● **Task statement**:
Locate the word "hijab" in the entries below, then gather every line that holds it.

Data extracted from a collection:
--- START ---
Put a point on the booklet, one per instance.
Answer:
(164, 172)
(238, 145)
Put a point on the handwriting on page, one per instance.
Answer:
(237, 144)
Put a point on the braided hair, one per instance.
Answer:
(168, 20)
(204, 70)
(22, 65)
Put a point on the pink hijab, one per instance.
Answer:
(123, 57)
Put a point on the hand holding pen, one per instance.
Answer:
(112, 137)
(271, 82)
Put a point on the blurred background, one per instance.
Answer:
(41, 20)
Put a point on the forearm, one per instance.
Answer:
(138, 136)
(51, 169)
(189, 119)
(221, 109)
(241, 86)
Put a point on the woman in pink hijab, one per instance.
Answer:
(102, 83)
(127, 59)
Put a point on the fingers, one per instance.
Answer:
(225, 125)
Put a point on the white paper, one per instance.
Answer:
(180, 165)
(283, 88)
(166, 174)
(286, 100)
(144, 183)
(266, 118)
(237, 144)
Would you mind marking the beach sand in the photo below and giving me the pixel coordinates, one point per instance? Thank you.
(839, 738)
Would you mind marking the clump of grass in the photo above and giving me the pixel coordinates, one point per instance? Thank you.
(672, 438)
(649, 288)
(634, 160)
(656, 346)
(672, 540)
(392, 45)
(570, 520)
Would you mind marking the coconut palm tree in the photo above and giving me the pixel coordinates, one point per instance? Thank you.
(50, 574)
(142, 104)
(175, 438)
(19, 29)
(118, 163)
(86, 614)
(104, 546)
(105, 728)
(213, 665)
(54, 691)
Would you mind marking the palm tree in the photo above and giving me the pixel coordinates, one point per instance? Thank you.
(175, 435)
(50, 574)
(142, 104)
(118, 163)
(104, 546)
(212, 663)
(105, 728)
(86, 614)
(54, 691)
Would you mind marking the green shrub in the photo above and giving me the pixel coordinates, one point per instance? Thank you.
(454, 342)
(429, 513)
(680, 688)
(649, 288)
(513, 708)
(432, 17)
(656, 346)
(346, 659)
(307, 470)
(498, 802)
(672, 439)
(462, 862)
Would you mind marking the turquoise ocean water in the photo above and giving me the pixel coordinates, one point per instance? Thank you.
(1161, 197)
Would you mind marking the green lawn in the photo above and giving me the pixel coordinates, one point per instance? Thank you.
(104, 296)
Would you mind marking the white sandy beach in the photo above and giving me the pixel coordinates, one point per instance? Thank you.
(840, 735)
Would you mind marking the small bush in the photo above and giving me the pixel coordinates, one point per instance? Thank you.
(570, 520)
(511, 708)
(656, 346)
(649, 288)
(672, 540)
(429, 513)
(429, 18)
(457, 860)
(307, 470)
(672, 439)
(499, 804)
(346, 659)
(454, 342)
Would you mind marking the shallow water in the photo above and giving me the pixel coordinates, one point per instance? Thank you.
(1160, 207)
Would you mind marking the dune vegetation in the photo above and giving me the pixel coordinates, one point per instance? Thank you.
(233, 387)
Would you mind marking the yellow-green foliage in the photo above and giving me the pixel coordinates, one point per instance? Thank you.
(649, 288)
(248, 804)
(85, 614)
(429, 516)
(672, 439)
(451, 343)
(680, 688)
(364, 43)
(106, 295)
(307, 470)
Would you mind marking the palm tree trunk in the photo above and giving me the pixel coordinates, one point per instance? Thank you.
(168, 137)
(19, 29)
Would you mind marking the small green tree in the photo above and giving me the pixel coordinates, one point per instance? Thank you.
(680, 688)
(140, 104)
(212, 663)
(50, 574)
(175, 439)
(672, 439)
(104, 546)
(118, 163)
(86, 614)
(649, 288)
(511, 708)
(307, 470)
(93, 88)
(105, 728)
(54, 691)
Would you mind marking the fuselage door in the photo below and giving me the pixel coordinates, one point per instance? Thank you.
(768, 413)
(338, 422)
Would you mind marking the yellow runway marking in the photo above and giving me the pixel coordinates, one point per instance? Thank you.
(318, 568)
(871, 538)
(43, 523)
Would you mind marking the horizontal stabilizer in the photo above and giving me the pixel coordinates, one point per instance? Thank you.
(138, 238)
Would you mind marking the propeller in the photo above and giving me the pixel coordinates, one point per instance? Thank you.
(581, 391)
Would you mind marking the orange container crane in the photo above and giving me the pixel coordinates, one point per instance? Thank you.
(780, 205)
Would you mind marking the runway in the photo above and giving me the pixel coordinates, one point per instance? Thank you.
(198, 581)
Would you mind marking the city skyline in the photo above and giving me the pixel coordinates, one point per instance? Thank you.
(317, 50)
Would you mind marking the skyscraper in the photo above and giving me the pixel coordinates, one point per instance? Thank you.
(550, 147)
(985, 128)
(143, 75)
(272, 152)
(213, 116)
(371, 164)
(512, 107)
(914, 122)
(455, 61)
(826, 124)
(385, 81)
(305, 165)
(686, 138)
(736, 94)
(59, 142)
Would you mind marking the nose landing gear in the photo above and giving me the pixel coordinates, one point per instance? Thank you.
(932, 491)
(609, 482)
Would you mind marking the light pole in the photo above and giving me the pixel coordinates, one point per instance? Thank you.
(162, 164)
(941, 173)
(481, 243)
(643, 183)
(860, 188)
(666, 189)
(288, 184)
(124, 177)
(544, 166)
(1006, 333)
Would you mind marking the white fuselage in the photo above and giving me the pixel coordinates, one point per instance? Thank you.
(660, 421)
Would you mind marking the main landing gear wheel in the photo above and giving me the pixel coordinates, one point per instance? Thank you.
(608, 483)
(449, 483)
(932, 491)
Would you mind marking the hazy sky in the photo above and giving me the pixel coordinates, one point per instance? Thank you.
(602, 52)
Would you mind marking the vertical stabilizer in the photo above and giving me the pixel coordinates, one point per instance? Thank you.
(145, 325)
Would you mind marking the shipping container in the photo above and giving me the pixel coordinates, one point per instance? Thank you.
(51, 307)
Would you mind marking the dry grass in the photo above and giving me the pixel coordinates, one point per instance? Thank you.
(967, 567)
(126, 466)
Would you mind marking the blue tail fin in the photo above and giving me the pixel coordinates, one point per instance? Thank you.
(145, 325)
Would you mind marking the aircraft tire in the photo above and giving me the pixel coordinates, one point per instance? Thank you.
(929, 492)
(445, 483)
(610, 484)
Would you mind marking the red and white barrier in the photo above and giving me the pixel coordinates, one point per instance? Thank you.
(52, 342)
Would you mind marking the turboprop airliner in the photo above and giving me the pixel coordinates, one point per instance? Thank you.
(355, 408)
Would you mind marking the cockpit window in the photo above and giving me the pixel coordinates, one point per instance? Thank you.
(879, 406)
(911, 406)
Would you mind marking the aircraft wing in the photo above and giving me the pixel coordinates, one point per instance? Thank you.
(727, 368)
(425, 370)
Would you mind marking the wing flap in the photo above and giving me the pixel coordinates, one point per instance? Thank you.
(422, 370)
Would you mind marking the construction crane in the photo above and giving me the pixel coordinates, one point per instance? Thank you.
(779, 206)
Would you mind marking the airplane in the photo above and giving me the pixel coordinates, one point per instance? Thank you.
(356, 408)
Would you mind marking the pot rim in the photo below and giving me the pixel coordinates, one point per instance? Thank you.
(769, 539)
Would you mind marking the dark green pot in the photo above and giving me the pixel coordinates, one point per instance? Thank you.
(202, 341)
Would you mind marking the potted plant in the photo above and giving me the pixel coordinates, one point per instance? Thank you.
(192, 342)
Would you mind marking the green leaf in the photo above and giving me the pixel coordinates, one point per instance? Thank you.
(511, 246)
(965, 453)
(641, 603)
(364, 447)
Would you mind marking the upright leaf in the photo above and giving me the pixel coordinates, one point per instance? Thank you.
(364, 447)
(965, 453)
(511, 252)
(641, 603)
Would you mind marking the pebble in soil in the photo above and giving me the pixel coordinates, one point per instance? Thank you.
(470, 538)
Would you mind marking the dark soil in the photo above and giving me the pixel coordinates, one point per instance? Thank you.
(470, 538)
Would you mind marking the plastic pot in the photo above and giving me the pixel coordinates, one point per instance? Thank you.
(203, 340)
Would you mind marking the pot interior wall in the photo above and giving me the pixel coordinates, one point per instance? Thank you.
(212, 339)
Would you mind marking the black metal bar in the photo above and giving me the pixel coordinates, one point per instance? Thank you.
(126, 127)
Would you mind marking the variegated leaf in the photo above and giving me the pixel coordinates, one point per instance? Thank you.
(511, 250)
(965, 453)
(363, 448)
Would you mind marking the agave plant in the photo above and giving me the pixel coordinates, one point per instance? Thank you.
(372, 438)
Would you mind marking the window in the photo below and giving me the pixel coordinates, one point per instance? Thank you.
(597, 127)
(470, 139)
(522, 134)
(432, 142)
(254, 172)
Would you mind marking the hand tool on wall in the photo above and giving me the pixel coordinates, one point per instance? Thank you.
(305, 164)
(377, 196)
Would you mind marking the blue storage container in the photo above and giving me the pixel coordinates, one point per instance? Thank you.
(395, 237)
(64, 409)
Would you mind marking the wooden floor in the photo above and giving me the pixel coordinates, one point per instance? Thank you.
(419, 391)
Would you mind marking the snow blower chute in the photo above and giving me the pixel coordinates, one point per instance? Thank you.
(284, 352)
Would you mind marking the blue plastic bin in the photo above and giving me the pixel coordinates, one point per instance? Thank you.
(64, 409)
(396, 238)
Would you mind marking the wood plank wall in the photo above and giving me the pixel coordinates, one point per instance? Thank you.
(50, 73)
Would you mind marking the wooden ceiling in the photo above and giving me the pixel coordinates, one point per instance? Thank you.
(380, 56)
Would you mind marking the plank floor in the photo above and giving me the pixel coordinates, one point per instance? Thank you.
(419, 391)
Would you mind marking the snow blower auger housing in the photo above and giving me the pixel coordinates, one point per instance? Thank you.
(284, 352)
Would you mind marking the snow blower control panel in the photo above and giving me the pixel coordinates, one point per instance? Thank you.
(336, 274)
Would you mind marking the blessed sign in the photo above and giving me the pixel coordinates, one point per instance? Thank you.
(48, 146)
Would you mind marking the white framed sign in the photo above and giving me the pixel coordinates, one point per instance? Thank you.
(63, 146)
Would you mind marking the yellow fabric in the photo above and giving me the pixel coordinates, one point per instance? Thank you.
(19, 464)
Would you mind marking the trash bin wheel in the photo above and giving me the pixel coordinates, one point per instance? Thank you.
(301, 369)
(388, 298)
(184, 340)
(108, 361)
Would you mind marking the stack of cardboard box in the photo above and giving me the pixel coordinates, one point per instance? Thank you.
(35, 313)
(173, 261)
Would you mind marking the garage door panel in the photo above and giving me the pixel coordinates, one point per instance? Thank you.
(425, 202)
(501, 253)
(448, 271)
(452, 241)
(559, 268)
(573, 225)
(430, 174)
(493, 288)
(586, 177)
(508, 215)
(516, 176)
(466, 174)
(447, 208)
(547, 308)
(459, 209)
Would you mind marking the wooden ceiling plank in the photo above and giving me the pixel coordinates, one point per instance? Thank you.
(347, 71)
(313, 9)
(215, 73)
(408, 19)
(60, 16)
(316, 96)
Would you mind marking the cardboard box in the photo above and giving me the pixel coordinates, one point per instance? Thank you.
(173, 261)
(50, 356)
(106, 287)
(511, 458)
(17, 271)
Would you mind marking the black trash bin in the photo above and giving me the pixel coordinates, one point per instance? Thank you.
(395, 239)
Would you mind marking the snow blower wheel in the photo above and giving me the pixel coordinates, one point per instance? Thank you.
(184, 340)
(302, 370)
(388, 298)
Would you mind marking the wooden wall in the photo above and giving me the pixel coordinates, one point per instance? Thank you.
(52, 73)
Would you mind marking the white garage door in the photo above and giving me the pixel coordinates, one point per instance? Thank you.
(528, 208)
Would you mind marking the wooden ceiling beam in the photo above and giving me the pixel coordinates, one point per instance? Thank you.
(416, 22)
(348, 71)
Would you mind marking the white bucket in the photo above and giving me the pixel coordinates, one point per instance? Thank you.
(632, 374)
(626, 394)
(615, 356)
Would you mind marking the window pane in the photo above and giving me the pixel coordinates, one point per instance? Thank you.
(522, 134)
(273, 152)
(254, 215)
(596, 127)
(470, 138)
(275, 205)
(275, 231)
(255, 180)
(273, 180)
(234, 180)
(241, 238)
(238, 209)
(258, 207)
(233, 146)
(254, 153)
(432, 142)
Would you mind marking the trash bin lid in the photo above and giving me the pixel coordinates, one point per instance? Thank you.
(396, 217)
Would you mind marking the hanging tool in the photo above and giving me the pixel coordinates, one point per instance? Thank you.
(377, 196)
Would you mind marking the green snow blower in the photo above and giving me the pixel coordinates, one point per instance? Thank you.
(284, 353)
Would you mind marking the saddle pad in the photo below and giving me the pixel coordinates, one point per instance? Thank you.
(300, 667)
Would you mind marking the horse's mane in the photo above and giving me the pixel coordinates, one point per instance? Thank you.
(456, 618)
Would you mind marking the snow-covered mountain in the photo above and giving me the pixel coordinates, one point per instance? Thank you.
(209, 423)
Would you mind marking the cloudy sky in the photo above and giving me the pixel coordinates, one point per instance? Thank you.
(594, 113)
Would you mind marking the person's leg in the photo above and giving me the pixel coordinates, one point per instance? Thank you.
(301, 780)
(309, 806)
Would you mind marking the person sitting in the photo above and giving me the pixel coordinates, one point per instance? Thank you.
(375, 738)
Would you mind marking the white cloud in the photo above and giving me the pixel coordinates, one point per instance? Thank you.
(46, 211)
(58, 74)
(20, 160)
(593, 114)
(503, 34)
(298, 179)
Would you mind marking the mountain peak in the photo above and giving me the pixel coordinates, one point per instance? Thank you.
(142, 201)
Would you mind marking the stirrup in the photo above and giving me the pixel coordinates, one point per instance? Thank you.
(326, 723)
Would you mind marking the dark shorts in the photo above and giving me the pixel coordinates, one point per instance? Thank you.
--- END ---
● **Solved problem**:
Put a point on the pink hijab, one per instance.
Put a point on the woman in pink hijab, one per instance.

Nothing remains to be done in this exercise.